═════ TEXT EXCERPT

We will be using open source libraries and large language models (llama index and Mistral-7b) to perform Q&A with PDF articles. LlamaIndex is a data framework for connecting custom data sources to LLMs.

We will be running the code using Google Colab. Please make sure that the T4 GPU instance of Colab notebook is activated via the notebook settings before proceeding.

Code is based on this tutorial: https://www.youtube.com/watch?v=1mH1BvBJCl0. See also llama index documentation here: https://docs.llamaindex.ai/en/stable/examples/llm/llama_2_llama_cpp.html

In [None]:
!pip install -q pypdf
!pip install -q python-dotenv
!pip install -q transformers
!pip install -q llama-index
!pip install -q sentence-transformers
!pip install -q langchain
# Ask Llama to use GPU
!CMAKE_ARGS="-DLLAMA_CUBLAS=on" FORCE_CMAKE=1



In [None]:
# Logging
import logging
import sys
# Format the response from LLM so they display properly
from IPython.display import Markdown, display

# import LLama index related functions
import torch
from llama_index import VectorStoreIndex, SimpleDirectoryReader, ServiceContext
from llama_index.llms import LlamaCPP
from llama_index.llms.llama_utils import messages_to_prompt, completion_to_prompt  # pass in messages_to_prompt and completion_to_prompt functions to help format the model inputs.

══════════
═════ EXTRACTED RECORDS

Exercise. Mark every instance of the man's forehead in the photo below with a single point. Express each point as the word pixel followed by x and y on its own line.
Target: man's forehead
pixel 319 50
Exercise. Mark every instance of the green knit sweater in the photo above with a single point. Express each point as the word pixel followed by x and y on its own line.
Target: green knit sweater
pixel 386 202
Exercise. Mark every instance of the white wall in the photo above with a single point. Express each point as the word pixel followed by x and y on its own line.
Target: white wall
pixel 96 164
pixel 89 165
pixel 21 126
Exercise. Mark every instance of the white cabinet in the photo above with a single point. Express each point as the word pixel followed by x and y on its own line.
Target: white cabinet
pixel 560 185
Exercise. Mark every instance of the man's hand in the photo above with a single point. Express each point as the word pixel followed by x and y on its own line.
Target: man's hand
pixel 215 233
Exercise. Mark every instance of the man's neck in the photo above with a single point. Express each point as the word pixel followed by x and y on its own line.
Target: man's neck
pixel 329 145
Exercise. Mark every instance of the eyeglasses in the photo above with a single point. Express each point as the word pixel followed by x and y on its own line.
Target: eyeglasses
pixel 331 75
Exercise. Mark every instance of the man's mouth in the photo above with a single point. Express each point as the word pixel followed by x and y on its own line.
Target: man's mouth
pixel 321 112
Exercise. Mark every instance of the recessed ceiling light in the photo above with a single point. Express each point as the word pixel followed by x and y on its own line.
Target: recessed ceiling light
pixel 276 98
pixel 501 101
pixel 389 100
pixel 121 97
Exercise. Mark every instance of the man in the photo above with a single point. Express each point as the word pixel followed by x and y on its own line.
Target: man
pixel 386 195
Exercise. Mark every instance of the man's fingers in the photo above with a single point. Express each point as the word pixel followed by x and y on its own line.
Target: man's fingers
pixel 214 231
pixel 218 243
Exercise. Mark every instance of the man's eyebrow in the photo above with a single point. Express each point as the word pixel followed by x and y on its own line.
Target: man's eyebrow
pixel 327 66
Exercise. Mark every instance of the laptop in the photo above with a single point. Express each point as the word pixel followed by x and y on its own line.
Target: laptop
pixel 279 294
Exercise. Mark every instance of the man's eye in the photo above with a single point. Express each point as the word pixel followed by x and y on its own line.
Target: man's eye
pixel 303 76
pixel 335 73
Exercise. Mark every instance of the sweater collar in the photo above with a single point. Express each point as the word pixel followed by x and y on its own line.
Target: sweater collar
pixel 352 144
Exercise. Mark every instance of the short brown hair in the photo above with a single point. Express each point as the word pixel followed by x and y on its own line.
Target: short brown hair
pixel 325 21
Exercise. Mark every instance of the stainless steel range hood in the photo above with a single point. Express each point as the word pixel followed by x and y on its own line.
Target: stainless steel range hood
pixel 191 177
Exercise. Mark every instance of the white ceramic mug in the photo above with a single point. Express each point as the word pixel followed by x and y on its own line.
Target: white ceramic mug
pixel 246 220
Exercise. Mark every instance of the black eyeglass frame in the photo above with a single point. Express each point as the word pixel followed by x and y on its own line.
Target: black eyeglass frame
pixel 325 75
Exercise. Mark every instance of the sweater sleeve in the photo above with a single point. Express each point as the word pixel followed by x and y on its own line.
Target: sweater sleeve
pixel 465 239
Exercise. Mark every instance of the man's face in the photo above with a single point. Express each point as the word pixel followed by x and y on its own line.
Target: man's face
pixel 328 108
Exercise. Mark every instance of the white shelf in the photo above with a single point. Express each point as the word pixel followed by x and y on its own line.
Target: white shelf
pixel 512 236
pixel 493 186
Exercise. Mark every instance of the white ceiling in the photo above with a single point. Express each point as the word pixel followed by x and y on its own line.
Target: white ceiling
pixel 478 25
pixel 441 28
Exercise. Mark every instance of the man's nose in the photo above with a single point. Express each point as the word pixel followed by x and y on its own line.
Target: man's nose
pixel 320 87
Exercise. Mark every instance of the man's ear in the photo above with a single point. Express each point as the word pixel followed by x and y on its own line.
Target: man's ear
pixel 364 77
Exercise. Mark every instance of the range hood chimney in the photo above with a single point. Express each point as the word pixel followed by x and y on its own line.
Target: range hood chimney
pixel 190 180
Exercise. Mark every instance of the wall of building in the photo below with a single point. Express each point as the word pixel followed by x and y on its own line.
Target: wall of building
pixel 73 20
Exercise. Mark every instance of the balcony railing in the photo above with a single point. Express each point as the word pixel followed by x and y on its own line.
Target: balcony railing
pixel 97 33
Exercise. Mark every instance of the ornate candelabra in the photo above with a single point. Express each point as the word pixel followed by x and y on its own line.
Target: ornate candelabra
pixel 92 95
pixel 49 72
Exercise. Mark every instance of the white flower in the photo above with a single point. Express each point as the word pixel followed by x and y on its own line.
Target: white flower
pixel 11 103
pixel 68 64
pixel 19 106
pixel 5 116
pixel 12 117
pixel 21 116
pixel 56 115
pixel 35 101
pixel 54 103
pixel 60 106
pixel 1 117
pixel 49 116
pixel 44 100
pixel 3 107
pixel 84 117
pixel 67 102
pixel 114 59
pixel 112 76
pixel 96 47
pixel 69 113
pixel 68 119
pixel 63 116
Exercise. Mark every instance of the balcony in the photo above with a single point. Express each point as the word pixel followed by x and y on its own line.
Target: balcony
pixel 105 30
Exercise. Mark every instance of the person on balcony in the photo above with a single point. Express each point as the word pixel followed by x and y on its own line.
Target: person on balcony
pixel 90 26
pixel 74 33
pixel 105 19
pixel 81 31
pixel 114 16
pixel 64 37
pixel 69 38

══════════

• EXERCISE GOAL
According to the text on PDF question answering, which Colab GPU instance must be activated before proceeding?

• FINAL ANSWER
The T4 GPU instance.